▶ WHAT IS BEING ASKED
Answer these questions from the figure caption:
1. At what concentration and for how long were cells pretreated with IL-6?
2. Which statistical test was used for the comparison of AZD1480-treated cells with control cells?
3. Against which protein were the detected targets in panel D measured as a ratio?

▶ EXCERPTED TEXT
● ● ● ● ● ● ●
Figure 3. Inhibition of JAK/STAT3 signaling by AZD1480 in pediatric cells in vitro

A and B) AZD1480 blocks endogenous constitutive (A) and IL-6-induced (B) activation of JAK2 and STAT3. Cells were treated with indicated doses of AZD1480 alone for 24 hours (A), or pretreated with IL-6 (10 ng/ml) for 15 minutes, washed with PBS 3 times and then followed by treatment with indicated doses of AZD1480 for 24 hours (B), then lysed and immunoblotted with indicated antibodies. Ratios of p-STAT3/T-STAT3 and p-JAK2/T-JAK2 shown under the representative blots were normalized to that of untreated-control (normalized as “1”) in each cell line. C and D) AZD1480 decreased STAT3-downstream target gene expression. Cells were treated with indicated doses of AZD1480 for 24 hours. C. Real-time PCR was performed for indicated STAT3 target genes. Data represent mean±SD, of 3 independent experiments. *, P<0.05 was indicated for AZD1480-treated cells vs. control cells (t-test). D. Immunoblots were performed as described in Materials and Methods for indicated STAT3-downstream targets. Ratios of the detected target/GAPDH shown under the representative blots was normalized to that of untreated-control (normalized as “1”) in each cell line.
● ● ● ● ● ● ●
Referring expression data

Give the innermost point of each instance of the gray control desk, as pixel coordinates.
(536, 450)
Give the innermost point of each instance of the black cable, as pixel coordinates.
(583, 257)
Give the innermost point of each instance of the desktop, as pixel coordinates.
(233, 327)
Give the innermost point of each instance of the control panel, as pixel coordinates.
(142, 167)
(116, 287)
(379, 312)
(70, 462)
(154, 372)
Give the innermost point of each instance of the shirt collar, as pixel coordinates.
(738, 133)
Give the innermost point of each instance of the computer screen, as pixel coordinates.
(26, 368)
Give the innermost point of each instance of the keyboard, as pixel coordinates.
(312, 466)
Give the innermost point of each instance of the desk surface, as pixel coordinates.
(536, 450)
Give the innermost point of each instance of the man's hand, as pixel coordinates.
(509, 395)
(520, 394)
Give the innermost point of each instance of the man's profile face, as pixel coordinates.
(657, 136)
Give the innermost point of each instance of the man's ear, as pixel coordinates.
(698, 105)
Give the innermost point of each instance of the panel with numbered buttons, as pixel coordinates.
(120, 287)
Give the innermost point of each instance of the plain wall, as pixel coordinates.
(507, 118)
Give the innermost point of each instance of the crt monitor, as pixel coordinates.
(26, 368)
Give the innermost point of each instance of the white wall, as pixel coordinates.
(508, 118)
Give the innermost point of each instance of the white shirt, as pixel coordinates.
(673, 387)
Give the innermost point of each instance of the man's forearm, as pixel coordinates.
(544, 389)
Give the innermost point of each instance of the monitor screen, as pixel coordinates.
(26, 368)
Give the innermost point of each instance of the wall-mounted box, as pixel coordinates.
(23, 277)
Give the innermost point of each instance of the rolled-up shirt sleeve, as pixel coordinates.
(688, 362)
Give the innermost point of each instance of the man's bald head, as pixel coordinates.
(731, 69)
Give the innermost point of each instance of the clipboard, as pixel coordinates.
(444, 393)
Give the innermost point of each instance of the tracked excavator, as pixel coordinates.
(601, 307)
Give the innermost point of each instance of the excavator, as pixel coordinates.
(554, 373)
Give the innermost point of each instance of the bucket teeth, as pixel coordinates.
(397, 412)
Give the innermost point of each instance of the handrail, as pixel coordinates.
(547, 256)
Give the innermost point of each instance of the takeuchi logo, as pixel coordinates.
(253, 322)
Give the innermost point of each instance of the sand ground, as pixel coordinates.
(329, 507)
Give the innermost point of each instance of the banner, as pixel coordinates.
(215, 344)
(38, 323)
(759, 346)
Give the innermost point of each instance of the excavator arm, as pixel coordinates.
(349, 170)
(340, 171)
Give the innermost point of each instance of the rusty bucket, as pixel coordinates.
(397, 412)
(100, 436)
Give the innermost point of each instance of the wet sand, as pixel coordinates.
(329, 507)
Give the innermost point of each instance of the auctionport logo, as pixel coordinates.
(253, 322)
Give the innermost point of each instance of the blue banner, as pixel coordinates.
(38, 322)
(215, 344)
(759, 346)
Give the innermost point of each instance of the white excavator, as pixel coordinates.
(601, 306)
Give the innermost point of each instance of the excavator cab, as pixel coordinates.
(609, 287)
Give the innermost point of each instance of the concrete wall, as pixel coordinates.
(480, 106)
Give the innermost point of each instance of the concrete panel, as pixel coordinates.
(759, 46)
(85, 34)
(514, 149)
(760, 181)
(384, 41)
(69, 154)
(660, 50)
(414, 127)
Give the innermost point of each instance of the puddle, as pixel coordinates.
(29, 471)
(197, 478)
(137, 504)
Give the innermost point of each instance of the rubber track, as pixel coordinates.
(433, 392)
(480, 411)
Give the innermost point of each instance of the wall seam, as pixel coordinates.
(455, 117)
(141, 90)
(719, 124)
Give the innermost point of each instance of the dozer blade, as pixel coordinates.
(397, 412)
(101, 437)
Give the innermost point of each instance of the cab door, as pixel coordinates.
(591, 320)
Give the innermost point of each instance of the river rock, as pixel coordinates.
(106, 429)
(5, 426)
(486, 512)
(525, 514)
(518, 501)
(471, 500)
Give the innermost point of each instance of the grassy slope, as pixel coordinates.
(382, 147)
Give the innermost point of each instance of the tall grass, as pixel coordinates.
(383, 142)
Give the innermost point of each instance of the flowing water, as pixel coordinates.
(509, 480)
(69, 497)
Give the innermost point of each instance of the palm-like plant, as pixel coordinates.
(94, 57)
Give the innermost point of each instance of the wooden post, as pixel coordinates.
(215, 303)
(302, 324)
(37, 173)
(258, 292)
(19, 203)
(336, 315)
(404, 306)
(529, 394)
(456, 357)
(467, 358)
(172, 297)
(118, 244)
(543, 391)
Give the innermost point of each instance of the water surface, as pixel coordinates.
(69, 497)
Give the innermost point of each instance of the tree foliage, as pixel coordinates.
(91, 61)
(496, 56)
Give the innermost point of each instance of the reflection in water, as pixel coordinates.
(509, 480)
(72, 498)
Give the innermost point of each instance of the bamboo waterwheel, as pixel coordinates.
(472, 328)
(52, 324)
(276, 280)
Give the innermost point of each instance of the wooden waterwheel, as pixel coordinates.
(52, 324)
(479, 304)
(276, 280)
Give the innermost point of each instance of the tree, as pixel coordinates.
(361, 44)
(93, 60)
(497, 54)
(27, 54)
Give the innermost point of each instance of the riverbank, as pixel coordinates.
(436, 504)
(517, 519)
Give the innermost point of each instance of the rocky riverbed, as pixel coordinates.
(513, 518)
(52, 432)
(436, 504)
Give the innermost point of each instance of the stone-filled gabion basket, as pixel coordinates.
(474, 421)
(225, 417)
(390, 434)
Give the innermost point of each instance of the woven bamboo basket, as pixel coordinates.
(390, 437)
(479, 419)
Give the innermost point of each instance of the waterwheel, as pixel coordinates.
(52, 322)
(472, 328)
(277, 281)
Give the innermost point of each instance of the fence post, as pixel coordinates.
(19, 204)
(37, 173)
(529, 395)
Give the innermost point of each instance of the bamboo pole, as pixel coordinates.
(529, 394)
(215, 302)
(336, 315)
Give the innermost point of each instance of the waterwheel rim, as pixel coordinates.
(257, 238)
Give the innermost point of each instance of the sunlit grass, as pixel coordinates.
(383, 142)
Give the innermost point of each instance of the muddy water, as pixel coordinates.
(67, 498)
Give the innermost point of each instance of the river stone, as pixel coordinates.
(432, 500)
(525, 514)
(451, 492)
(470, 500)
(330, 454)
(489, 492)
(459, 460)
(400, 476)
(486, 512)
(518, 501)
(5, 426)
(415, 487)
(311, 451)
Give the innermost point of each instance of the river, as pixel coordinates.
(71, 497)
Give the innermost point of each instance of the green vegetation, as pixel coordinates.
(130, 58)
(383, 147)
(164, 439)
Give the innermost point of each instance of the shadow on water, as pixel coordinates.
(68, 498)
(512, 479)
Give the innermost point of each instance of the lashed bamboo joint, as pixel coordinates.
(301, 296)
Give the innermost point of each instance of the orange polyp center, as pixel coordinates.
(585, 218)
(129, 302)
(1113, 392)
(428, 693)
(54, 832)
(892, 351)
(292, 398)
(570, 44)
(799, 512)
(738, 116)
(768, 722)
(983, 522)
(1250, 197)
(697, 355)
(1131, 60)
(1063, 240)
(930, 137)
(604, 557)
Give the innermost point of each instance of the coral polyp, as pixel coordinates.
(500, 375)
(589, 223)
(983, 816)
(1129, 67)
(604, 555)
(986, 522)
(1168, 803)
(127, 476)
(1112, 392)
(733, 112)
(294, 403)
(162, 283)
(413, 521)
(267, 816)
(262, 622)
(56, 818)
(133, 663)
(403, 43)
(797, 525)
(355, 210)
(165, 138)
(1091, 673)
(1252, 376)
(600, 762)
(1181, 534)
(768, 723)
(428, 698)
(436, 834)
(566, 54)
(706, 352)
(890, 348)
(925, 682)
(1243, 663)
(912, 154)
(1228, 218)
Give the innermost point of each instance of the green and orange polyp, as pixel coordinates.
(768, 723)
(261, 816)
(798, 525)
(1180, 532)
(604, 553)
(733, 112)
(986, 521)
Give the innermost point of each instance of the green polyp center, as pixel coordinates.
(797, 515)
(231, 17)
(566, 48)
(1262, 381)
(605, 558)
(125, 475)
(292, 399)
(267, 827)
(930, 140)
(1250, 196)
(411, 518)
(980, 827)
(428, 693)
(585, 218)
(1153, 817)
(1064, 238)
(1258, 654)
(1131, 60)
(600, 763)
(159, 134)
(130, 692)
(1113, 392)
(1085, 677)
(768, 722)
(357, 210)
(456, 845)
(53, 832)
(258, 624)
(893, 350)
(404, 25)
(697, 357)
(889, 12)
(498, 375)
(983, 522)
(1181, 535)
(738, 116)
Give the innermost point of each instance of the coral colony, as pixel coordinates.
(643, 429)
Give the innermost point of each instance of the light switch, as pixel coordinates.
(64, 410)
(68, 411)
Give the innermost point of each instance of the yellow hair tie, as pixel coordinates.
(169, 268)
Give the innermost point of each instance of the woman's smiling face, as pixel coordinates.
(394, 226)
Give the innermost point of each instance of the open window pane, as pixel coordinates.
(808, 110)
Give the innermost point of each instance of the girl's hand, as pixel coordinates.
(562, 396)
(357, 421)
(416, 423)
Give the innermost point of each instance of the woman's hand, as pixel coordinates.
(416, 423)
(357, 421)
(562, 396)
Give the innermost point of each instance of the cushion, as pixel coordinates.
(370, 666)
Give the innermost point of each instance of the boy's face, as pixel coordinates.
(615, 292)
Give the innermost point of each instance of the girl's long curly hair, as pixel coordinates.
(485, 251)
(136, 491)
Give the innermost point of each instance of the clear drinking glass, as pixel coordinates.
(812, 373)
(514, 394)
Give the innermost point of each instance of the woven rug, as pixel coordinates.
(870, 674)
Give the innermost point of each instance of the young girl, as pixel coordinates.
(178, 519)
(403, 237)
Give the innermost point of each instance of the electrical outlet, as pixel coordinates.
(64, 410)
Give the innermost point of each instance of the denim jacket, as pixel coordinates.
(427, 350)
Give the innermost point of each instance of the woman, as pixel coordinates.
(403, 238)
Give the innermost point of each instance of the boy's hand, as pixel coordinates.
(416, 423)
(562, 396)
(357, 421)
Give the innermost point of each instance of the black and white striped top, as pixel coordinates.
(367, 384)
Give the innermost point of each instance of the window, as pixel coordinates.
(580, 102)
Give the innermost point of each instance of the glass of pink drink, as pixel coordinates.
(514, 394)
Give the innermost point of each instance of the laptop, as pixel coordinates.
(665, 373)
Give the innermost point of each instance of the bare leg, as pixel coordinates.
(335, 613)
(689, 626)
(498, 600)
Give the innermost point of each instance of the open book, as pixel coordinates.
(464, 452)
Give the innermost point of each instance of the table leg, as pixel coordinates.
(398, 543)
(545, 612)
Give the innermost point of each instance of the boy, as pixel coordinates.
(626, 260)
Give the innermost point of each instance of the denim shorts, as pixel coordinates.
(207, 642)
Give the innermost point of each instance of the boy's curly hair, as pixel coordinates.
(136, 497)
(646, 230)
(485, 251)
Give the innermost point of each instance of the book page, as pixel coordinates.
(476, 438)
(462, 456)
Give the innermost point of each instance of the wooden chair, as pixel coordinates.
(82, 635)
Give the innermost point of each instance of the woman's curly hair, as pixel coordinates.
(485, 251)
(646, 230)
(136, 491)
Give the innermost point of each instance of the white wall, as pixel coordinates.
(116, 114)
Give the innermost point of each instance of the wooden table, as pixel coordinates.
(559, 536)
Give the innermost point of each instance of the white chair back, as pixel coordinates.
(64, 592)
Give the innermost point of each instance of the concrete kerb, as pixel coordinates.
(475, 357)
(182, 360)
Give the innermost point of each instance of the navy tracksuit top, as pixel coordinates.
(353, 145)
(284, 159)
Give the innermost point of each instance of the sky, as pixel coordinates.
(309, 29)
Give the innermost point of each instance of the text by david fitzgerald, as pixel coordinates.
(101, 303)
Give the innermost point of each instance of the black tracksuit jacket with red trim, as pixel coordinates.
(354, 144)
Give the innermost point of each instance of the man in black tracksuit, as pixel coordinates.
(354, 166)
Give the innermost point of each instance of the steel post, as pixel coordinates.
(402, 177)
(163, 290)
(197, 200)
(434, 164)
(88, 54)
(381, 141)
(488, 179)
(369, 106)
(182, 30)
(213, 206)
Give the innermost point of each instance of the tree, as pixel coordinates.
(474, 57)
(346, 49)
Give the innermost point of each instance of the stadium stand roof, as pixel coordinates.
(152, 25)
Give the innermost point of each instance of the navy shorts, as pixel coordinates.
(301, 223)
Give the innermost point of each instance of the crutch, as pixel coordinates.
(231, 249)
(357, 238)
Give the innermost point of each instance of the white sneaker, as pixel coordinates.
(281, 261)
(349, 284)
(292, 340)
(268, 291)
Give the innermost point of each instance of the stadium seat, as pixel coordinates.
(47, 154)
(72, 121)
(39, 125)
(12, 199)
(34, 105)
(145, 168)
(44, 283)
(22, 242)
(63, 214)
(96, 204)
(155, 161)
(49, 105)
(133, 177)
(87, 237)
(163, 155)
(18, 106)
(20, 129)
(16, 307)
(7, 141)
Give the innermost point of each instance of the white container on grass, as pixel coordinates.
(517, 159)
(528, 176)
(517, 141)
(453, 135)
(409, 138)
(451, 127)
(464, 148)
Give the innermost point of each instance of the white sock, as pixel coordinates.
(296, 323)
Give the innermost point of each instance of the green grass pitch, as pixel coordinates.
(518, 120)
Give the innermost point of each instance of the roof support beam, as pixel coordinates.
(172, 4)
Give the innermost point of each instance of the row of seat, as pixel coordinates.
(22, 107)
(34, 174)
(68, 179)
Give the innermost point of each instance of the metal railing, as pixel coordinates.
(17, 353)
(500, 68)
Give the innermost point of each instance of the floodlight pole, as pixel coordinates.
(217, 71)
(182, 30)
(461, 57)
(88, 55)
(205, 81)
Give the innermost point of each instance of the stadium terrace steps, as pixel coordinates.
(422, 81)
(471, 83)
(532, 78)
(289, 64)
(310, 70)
● ● ● ● ● ● ●
▶ SOLUTION TO THIS PROBLEM
1. 10 ng/ml for 15 minutes
2. A t-test
3. GAPDH